- _Extract provided_
((

This paper examines the impact of the growing use of HIV criminalization laws on African, Caribbean and Black (ACB) communities in Ontario. In an analysis that may be useful for advocates in other jurisdictions, this document addresses the intersections between existing race-based oppression and laws criminalizing HIV, ultimately recommending that policymakers address the racialization of the criminalization of HIV non-disclosure.
In Canada, members of ACB communities make up about 2.5% of the population, the majority of which are located in Quebec, Ontario. Though a small population, they are vastly overrepresented among HIV infections, and prosecutions for HIV non-disclosure. Of the men charged with HIV exposure since 2004, 16 were white, 14 Black, 2 Aboriginal, 2 Asian/South Asian, and 8 of unknown race. From 1998 to 2004 about 48% of people charged under HIV criminalization laws were Black.
This paper begins with an overview discussion of the ACB communities in Ontario, including how immigration shapes the communities, the unique vulnerabilities to HIV among members of these communities, and the individual and community relationships associated with HIV disclosure. The paper then examines the criminalization of HIV non-disclosure in Ontario, placing the discussion within the context of race and the criminal justice system in Canada. Next, it explores how the criminalization of HIV non-disclosure affects people with HIV in the ACB communities and ACB communities more broadly.

))

Write out the passage from the text on HIV criminalization and ACB communities in Ontario, starting with "In Canada, members" and going on through "laws were Black.".

- _Supplied entries_

((

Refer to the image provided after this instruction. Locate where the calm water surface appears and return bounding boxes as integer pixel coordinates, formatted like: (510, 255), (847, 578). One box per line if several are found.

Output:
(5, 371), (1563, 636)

))
((

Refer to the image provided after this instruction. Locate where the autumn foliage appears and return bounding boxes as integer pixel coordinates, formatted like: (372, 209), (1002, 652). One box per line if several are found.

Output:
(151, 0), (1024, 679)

))

- _Task result_
In Canada, members of ACB communities make up about 2.5% of the population, the majority of which are located in Quebec, Ontario. Though a small population, they are vastly overrepresented among HIV infections, and prosecutions for HIV non-disclosure. Of the men charged with HIV exposure since 2004, 16 were white, 14 Black, 2 Aboriginal, 2 Asian/South Asian, and 8 of unknown race. From 1998 to 2004 about 48% of people charged under HIV criminalization laws were Black.